# [Extracted text]
Re: arp, kernel 2.2.15 and 2.3.99-pre6

From: Julian Anastasov (uli@linux.tu-varna.acad.bg)
Date: Mon May 08 2000 - 17:19:36 EST


        Hello,

On Mon, 8 May 2000, Andrey Savochkin wrote:

> Hello,
>
> On Sun, May 07, 2000 at 02:54:24PM +0300, Julian Anastasov wrote:
> > If someone explain me how the arpfilter will solve
> > the following problem I will be happy:
> >
> > ROUTER
> > 192.168.0.1
> > |LAN
> > +---------+-------------+
> > |192.168.0.2 |192.168.0.3
> > Director Real server
> >
> > VIP=192.168.0.4
> >
> > ROUTER
> > eth0: 192.168.0.1/24
> > eth1: link to the external clients
> >
> > Director
> > eth0: 192.168.0.2/24
> > eth0:0 192.168.0.4/32
> > default gw: 192.168.0.1 through eth0 (ROUTER)
> >
> > Real server:
> > eth0: 192.168.0.3/24
> > dummy0: 192.168.0.4/32 (must not be advertised, hidden=1)
> > default gw: 192.168.0.1 through eth0 (ROUTER)
> >
> > The traffic:
> >
> > Client: 10.0.0.1:1024 -> 192.168.0.4:80, received in the router
> >
> > Router: who-has 192.168.0.4 tell 192.168.0.1
> >
> > Director: 192.168.0.4 is at my eth0 MAC
> > #Real server must not reply to the router's broadcast
> > #because 192.168.0.4 is a shared address. This can't
> > #be achieved from arpfilter because the route to
> > #192.168.0.1 (the ROUTER) is never changed. The only
> > #difference is the device where the VIP is configured.
> > #If the real server replies here we have a mess -
> > #the Router starts talking to one of the real server!
>
> Andi has explained how to do it.
> You may implement it as something like

        Actually, the transparent proxy behavior is
preferred. These (hidden) addresses not to be local
addresses but TCP/UDP/ICMP packets to them to be accepted
locally. By this way they are not announced in the ARP
requests but we can use them to accept connections.

        I must say that my example setups are working with
using the transparent proxy support in the real servers.
Fully and without the hidden feature. But it is slower and
ugly - we have many connections. We need something similar
but faster.

> ip rule add pref 100 from 192.168.0.4 table 100
> ip route add table 100 blackhole 192.168.0.1/32
>
> You are blocking all packets with source 192.168.0.4 and destination
> 192.168.0.1, but that's not a big deal.

# [Exercises to complete]
(a) Read the ARP message and decide whether each statement agrees with it. For each, answer yes or no and quote the words that decide it.
(i) On the director, the alias eth0:0 carries the address 192.168.0.4/32.
(ii) The real server should answer the router's broadcast asking who has 192.168.0.4.
(iii) The writer's example setups run without transparent proxy support in the real servers.
(b) Write what follows the last line of the ARP message.

# [Recorded information]
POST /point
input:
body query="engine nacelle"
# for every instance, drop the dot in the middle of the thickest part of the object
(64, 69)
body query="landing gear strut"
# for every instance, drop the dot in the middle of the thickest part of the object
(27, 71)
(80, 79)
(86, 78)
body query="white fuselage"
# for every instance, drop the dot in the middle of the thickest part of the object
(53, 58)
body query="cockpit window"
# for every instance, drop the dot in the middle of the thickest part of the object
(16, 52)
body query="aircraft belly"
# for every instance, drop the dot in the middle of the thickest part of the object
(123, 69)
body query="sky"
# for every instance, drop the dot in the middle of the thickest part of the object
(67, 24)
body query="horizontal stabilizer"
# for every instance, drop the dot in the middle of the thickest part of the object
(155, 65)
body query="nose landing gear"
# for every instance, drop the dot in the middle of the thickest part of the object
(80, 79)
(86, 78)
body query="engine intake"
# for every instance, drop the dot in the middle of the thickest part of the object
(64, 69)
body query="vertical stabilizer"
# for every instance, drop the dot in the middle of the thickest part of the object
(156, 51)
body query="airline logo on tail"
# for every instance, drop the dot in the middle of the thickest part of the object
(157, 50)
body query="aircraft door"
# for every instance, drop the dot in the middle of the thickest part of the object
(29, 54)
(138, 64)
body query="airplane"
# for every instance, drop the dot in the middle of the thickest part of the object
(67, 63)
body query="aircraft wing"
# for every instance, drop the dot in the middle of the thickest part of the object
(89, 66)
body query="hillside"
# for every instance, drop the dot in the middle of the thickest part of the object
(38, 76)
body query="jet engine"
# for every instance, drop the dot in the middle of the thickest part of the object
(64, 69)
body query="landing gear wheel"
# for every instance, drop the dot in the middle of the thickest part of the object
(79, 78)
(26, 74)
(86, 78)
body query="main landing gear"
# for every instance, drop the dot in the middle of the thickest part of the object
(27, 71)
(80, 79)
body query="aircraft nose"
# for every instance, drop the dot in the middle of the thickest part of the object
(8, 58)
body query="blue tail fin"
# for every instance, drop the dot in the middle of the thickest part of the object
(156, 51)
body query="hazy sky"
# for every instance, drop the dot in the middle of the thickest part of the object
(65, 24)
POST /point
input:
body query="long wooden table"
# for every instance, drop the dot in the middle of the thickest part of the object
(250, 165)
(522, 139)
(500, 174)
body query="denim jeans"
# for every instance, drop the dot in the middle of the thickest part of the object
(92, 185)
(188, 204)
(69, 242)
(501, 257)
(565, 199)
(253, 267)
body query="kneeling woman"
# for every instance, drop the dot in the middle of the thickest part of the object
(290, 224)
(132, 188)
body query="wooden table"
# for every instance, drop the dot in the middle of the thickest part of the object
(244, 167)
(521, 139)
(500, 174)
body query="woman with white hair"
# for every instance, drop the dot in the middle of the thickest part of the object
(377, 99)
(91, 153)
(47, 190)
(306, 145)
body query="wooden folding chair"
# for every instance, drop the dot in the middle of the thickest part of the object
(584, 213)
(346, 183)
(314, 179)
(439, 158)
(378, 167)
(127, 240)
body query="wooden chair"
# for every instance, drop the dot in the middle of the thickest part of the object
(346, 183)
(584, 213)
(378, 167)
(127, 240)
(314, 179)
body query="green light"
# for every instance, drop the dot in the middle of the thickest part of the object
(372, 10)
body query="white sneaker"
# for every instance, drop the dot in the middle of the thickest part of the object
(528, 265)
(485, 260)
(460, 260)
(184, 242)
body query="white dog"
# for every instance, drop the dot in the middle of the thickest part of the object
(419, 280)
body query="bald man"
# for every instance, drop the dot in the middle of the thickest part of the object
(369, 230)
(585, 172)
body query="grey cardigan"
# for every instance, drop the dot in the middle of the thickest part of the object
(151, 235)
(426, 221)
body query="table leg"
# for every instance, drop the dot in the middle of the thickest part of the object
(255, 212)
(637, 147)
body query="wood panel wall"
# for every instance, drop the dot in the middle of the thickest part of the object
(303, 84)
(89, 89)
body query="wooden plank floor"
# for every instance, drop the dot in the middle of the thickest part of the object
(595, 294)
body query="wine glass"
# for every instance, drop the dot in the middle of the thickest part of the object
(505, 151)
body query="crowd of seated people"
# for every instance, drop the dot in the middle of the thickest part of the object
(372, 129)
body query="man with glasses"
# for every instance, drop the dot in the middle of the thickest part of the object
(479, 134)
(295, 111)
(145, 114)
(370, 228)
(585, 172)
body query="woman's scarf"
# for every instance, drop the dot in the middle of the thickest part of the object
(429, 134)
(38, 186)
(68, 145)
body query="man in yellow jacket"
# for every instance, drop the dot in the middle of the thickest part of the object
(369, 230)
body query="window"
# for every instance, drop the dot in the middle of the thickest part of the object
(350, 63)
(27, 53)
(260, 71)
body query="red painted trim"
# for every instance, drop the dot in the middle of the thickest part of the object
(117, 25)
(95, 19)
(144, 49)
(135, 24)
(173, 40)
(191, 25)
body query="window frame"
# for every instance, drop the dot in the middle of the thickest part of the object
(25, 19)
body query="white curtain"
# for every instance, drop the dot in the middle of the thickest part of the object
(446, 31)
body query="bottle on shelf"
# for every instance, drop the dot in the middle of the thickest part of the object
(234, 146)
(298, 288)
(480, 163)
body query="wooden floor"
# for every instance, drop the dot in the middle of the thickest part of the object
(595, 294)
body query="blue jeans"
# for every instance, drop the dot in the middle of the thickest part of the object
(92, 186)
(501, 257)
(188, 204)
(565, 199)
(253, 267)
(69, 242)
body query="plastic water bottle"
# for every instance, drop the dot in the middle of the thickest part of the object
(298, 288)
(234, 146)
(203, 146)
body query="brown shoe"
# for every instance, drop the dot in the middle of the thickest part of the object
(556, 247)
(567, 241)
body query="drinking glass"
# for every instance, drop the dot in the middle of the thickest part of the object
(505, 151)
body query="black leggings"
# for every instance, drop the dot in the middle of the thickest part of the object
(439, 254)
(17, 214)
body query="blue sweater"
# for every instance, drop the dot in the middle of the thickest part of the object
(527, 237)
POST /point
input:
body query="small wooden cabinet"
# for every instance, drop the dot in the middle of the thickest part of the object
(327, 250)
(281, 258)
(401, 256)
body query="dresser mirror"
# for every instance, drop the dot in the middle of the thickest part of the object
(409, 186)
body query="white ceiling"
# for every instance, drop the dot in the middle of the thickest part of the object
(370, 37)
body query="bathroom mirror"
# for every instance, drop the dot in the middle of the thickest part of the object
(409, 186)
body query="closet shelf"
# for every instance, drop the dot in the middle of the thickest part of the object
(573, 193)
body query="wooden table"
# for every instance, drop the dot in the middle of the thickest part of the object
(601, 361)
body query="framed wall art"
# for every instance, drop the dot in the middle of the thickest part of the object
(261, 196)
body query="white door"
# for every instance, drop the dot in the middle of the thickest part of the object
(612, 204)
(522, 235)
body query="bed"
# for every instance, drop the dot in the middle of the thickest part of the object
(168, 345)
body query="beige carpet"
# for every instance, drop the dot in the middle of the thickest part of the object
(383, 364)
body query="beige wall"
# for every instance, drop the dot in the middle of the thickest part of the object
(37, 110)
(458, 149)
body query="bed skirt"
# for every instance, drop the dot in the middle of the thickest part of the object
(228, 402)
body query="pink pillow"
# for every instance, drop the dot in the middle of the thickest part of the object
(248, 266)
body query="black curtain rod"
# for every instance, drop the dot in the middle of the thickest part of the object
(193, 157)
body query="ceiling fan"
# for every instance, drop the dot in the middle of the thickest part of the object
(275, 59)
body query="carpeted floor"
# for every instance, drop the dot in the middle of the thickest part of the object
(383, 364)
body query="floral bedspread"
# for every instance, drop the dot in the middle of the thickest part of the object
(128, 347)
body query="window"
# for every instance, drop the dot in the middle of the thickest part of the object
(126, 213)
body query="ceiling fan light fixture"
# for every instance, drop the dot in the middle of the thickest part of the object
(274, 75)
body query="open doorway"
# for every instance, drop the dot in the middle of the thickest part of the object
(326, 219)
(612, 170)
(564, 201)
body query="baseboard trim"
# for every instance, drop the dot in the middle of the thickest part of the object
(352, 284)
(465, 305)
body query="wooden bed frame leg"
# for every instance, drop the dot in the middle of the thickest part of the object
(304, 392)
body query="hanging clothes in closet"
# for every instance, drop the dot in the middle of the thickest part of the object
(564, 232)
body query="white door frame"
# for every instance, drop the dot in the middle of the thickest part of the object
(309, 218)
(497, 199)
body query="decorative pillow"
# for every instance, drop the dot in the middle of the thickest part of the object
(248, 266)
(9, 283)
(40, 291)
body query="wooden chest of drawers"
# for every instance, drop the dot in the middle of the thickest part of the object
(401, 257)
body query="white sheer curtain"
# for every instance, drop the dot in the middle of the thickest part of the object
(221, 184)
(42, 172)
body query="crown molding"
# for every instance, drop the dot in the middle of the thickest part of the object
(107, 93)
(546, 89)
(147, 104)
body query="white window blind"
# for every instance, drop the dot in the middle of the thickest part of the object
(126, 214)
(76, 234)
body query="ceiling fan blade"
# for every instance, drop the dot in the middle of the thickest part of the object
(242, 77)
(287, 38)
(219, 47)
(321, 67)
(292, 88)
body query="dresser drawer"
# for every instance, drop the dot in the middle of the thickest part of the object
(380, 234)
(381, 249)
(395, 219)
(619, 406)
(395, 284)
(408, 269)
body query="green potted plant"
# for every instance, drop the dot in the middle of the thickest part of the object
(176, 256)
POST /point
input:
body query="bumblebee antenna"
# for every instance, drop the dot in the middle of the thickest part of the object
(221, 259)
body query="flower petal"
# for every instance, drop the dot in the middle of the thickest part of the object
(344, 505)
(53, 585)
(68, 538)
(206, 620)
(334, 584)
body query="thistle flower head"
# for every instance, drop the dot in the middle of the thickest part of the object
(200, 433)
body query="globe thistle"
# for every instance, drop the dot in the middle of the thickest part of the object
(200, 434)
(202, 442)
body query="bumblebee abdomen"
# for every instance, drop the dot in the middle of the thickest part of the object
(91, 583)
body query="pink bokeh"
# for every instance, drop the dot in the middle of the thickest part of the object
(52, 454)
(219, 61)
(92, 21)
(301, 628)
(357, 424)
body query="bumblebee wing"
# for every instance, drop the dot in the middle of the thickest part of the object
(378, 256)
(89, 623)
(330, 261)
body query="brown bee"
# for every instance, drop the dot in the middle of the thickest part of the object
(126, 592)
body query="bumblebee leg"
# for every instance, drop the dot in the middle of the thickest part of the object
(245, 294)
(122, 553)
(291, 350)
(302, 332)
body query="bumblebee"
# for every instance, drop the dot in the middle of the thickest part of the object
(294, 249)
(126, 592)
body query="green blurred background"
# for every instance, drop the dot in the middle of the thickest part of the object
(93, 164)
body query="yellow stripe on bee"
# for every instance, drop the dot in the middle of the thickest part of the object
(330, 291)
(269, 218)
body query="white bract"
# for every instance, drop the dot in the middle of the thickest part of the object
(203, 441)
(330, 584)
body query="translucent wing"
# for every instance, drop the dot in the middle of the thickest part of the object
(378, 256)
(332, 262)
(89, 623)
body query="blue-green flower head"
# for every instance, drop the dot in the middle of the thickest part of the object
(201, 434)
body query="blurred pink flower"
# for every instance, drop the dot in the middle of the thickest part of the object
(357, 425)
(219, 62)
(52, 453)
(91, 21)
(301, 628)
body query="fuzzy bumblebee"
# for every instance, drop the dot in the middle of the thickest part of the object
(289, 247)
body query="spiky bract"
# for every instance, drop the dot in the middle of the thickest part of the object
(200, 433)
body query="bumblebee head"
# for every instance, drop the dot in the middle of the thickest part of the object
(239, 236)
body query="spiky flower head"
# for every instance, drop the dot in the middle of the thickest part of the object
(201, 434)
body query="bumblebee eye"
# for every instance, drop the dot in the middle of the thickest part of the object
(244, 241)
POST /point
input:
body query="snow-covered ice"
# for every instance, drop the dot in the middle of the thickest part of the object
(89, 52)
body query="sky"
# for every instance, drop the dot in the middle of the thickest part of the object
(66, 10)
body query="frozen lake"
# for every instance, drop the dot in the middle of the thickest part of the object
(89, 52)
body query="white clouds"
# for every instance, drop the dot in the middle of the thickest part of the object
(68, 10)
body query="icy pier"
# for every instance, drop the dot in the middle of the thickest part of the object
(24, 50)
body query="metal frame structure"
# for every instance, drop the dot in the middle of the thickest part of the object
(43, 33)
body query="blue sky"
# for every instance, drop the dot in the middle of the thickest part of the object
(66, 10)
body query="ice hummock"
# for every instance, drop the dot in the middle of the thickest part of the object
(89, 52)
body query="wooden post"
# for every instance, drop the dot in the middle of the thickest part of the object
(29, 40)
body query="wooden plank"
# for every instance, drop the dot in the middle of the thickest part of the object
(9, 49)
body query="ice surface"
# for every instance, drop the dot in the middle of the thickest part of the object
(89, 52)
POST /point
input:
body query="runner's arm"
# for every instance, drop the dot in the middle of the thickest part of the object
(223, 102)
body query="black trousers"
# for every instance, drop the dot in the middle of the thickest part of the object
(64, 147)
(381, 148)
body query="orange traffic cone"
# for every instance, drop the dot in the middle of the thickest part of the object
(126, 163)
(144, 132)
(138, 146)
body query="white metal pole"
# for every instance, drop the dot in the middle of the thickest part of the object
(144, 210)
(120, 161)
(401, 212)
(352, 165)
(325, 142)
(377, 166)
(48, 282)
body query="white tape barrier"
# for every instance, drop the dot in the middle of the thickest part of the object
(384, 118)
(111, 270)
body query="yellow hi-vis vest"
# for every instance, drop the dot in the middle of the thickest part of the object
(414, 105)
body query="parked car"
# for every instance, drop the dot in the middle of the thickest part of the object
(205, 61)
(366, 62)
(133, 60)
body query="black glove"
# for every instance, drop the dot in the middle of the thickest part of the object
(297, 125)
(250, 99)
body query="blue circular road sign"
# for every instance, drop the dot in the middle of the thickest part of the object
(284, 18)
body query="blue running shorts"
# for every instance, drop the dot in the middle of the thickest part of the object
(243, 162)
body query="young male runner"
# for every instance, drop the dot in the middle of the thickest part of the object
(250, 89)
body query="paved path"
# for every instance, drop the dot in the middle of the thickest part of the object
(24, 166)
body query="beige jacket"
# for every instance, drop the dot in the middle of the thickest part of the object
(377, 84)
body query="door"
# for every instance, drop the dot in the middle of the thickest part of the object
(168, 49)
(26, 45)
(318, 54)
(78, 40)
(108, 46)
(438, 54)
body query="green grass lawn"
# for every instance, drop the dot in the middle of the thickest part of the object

# [Answers for the exercise]
(a)
(i) Yes: "eth0:0 192.168.0.4/32"
(ii) No: "Real server must not reply to the router's broadcast"
(iii) No: "my example setups are working with using the transparent proxy support in the real servers"

(b)
        Wonderful! But the working variant is:

# Block ARP probes (any traffic) from the local net
ip rule add prio 100 from 192.168.0/24 iif eth0 table 100
ip route add table 100 blackhole 192.168.0.4

# Now deliver locally the traffic from non-LAN clients
ip rule add prio 101 from 0/0 iif eth0 table 101
ip route add table 101 local 192.168.0.4 dev eth0

        We can play with the fwmark too.

        The drawback is that we can't support clients on the
LAN. And I have to block all possible logical networks in
many rules pointing to table 100 :( But this is not a
problem.

        There is no problem in arp_solicit with the above ip
commands. We just fallback to inet_select_adr for our
probes because 192.168.0.1->192.168.0.4 points to the
blackhole and fib_lookup returns -EINVAL.

        But your change in arp_solicit breaks again
everything! If you return 0 after a failed fib_lookup the
ARP requests announce the saddr from the skb and in our
case this is 192.168.0.4.

        Please, explain which is the correct status from
fib_local_source when fib_lookup fails.

> And with such routing table arpfilter patch will block all ARP responses
> about 192.168.0.4 address for requests from 192.168.0.1.
>
> As I have said, the only clear alternative solution is to introduce special
> flags for IP addresses (something like "do not announce me in ARP"),

        If fib_local_source will return 0 after the failed
fib_lookup we have to introduce this feature
(default_arp_src). If fib_local_source is wrong we don't
need such feature. The rule 192.168.0.1->192.168.0.4 is not
RTN_LOCAL because it points to the blackhole.

> or to create special ARP response table to select what to answer for
> particular requests and whether answer at all.
>
> > On Sun, 7 May 2000, Andrey Savochkin wrote:
> > > Sorry, I don't see the point of any modifications for inet_select_addr.
> > > IN_DEV_HIDDEN is an absolute alien here!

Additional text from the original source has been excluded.